TASK DETAILS: Show each line of the entries below that contains the word "khaki", copying it in full.

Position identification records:
※

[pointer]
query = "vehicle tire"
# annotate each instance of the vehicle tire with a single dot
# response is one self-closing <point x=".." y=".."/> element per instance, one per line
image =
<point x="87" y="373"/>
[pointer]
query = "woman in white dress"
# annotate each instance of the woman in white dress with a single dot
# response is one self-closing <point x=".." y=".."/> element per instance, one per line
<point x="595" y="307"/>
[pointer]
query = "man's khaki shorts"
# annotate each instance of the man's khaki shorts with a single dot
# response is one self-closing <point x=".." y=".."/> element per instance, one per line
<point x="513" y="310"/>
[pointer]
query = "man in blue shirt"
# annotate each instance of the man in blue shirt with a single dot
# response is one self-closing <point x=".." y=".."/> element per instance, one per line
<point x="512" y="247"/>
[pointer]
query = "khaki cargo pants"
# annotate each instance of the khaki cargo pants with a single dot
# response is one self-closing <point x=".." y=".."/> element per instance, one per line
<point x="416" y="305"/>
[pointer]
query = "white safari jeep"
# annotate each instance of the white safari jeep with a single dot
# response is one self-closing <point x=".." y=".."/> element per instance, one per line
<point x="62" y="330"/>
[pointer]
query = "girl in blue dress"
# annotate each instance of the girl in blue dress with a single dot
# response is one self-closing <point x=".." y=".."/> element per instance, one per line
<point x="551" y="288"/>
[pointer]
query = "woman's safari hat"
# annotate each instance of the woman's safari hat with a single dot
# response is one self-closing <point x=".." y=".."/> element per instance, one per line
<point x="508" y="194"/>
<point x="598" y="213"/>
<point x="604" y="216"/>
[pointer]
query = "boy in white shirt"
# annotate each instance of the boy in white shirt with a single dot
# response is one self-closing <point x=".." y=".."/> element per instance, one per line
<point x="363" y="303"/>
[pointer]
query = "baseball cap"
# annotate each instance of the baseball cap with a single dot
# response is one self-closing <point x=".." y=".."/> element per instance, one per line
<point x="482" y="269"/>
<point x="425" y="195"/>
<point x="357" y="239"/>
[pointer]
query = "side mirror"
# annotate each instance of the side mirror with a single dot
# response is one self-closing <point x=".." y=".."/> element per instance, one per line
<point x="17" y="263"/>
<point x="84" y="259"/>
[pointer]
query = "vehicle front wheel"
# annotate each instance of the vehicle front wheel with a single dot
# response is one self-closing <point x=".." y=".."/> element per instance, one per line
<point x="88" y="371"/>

※

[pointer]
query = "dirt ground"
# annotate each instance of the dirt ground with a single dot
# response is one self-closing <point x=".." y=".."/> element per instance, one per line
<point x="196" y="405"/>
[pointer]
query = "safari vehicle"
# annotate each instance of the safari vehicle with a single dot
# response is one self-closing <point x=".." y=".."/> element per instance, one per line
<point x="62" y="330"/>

※

ANSWER TO THE PROBLEM:
query = "man's khaki shorts"
# annotate each instance of the man's khaki shorts with a single dot
query = "khaki cargo pants"
# annotate each instance of the khaki cargo pants with a single dot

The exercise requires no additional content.